◆ Assignment
Transcribe the lines below exactly, beginning with the line that holds "floor in the photo above." and ending with the final line, both included. Pictures are to be left out.

◆ Dataset entries

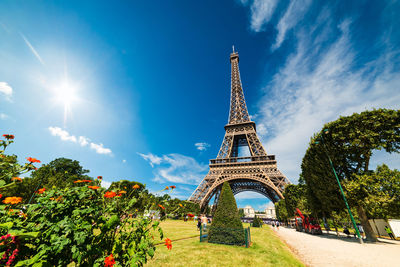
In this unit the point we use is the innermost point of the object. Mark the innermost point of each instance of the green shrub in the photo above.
(257, 222)
(226, 227)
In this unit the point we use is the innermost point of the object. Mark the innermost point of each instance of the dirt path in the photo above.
(330, 250)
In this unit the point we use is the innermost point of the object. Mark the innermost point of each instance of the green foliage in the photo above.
(378, 192)
(257, 222)
(295, 197)
(226, 227)
(77, 224)
(349, 143)
(281, 211)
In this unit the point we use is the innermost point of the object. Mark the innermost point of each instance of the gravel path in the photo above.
(330, 250)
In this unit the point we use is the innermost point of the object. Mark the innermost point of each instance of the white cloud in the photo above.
(6, 90)
(317, 85)
(261, 13)
(176, 168)
(202, 146)
(64, 135)
(33, 50)
(153, 159)
(294, 13)
(3, 116)
(100, 149)
(82, 140)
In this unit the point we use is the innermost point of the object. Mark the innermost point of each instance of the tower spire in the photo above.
(238, 111)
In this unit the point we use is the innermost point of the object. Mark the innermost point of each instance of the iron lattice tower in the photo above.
(258, 172)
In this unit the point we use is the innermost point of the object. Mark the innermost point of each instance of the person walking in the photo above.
(204, 221)
(390, 233)
(198, 223)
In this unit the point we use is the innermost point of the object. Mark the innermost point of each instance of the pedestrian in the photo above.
(390, 233)
(204, 221)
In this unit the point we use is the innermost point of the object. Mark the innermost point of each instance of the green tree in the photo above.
(226, 227)
(350, 143)
(281, 211)
(295, 197)
(378, 192)
(257, 222)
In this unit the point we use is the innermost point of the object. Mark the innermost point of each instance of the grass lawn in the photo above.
(266, 250)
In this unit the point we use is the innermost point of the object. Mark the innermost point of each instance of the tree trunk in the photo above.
(369, 233)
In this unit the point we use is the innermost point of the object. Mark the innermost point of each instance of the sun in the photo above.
(66, 94)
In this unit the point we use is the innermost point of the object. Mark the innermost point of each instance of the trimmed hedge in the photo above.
(226, 227)
(257, 222)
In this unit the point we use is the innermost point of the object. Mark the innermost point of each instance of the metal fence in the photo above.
(227, 236)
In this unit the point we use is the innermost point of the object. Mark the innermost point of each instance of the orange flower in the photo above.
(41, 190)
(12, 200)
(93, 187)
(168, 243)
(33, 160)
(109, 261)
(136, 186)
(82, 181)
(109, 194)
(8, 136)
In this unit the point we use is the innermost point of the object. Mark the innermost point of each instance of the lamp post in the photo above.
(340, 186)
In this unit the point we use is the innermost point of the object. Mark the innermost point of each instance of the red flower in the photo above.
(109, 194)
(8, 136)
(93, 187)
(168, 243)
(109, 261)
(41, 190)
(33, 160)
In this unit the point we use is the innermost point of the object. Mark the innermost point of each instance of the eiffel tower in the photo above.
(257, 172)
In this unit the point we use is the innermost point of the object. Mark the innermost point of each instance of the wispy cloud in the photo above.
(152, 159)
(202, 146)
(294, 13)
(6, 90)
(176, 168)
(317, 84)
(3, 116)
(81, 140)
(33, 50)
(261, 13)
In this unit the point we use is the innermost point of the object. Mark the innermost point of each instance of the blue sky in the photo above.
(150, 80)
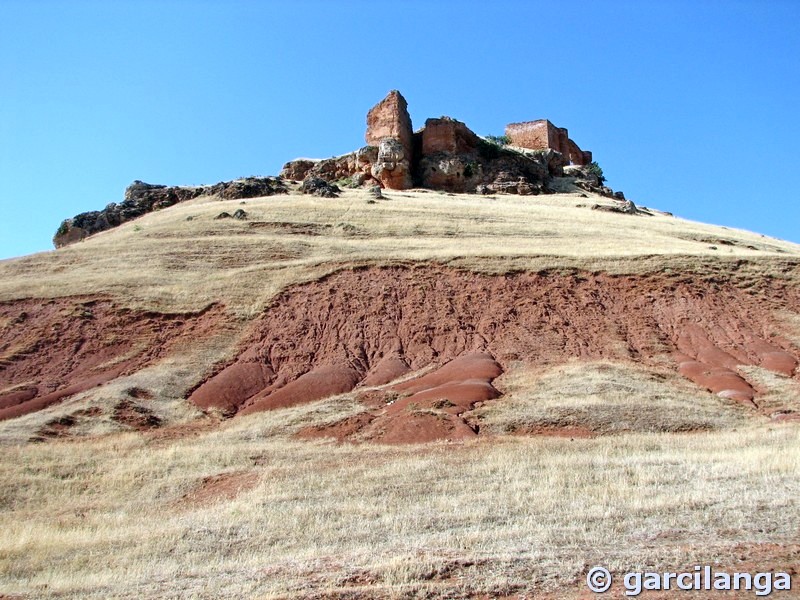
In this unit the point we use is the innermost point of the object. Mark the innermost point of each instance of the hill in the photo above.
(409, 393)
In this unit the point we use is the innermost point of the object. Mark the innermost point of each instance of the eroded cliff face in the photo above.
(366, 328)
(421, 346)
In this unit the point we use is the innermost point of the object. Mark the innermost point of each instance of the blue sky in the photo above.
(690, 107)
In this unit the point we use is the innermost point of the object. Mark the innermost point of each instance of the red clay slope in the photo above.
(371, 325)
(51, 349)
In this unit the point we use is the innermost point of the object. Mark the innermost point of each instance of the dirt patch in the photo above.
(135, 416)
(220, 487)
(369, 326)
(51, 349)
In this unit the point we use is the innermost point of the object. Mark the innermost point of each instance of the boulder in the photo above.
(392, 167)
(319, 187)
(447, 135)
(297, 170)
(141, 198)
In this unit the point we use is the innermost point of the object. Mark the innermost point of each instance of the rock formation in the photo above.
(389, 128)
(443, 155)
(142, 198)
(542, 134)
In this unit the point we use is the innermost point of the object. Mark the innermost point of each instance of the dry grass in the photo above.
(605, 398)
(683, 479)
(167, 262)
(108, 517)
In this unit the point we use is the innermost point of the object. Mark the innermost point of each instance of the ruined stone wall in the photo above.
(542, 134)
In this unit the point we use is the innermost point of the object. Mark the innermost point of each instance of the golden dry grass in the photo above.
(108, 517)
(676, 477)
(167, 262)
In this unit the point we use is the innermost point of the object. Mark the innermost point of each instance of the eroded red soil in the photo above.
(51, 349)
(367, 327)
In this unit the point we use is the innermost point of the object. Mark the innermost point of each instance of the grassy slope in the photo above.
(113, 515)
(166, 261)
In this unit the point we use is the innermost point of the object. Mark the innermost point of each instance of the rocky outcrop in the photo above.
(446, 155)
(392, 167)
(142, 198)
(356, 166)
(389, 119)
(389, 128)
(317, 186)
(542, 134)
(577, 156)
(448, 135)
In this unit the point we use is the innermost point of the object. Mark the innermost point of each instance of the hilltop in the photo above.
(438, 366)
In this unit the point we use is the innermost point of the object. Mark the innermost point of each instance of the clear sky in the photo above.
(690, 107)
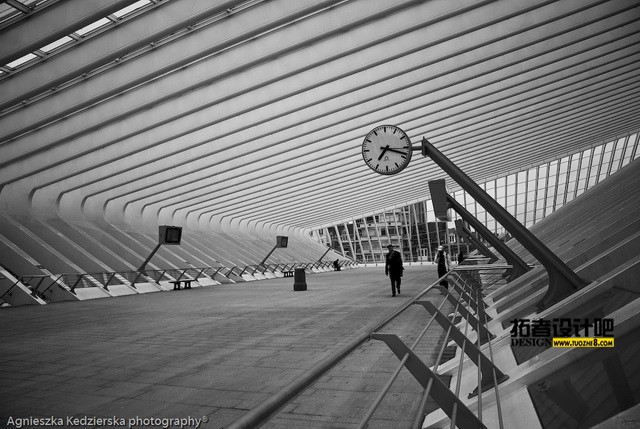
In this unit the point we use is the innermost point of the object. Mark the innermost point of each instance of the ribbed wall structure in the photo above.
(529, 195)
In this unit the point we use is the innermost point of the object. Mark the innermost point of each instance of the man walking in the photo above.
(393, 268)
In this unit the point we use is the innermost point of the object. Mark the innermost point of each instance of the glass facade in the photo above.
(530, 195)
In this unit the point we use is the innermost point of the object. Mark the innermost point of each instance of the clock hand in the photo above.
(397, 151)
(384, 149)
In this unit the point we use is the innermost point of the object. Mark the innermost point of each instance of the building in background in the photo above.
(529, 195)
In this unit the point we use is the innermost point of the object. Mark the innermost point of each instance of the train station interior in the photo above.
(200, 202)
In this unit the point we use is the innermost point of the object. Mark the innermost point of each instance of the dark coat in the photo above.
(393, 266)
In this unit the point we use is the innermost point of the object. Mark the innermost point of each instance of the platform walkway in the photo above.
(211, 352)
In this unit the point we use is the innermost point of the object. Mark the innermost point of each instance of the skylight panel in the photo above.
(93, 26)
(17, 63)
(51, 46)
(7, 12)
(132, 7)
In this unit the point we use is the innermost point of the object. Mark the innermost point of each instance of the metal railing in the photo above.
(466, 296)
(40, 284)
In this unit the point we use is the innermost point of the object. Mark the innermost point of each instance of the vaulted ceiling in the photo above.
(255, 111)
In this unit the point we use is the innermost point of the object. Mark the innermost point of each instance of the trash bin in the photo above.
(299, 279)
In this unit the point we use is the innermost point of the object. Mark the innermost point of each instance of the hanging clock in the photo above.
(386, 149)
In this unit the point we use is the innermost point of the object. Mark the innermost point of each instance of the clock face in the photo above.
(386, 149)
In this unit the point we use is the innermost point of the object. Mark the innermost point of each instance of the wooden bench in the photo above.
(176, 284)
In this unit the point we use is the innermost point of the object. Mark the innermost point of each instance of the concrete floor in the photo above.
(213, 352)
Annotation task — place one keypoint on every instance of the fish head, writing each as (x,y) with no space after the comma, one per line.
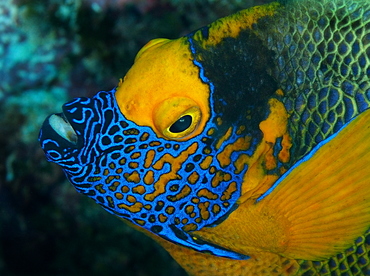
(153,150)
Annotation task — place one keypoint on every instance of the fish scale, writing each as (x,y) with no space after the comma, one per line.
(317,51)
(244,151)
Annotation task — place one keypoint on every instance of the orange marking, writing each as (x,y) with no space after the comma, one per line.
(185,191)
(203,208)
(133,165)
(132,177)
(195,200)
(100,188)
(131,199)
(131,131)
(190,227)
(226,195)
(144,137)
(149,158)
(207,194)
(122,161)
(114,186)
(170,210)
(279,92)
(240,130)
(193,177)
(224,138)
(135,208)
(154,143)
(139,190)
(140,222)
(206,162)
(270,160)
(284,154)
(94,178)
(211,131)
(162,218)
(216,209)
(189,209)
(242,143)
(176,163)
(135,155)
(149,178)
(109,179)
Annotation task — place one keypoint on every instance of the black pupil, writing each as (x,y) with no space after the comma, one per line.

◆ Solution for this exercise
In this unit the point we use is the innermost point of the object. Mark the innermost point of each instance of the concrete floor in the photo above.
(213, 352)
Annotation task — place one keypoint on every instance of the fish head, writing each as (x,y) with no space after the comma, one per line.
(153,150)
Annotation task — place one keypoint on every instance of the fish scale, writing each as (x,y) with no space after the comma, one per line.
(317,51)
(244,151)
Annotation task — place one keypoint on every instance of the orange marking, writing each as (x,y) with no space after the comma, one per line.
(185,191)
(203,208)
(133,165)
(132,177)
(195,200)
(100,188)
(131,199)
(131,131)
(190,227)
(226,195)
(144,137)
(149,158)
(207,194)
(122,161)
(114,186)
(170,210)
(279,92)
(240,130)
(193,177)
(224,138)
(135,208)
(154,143)
(139,190)
(140,222)
(206,162)
(270,160)
(284,154)
(94,178)
(211,131)
(162,218)
(216,209)
(189,209)
(242,143)
(176,163)
(135,155)
(149,178)
(109,179)
Annotation task — place one keypoint on every instance of the black pupil, writing each as (x,y) with no space after the comma, one per line.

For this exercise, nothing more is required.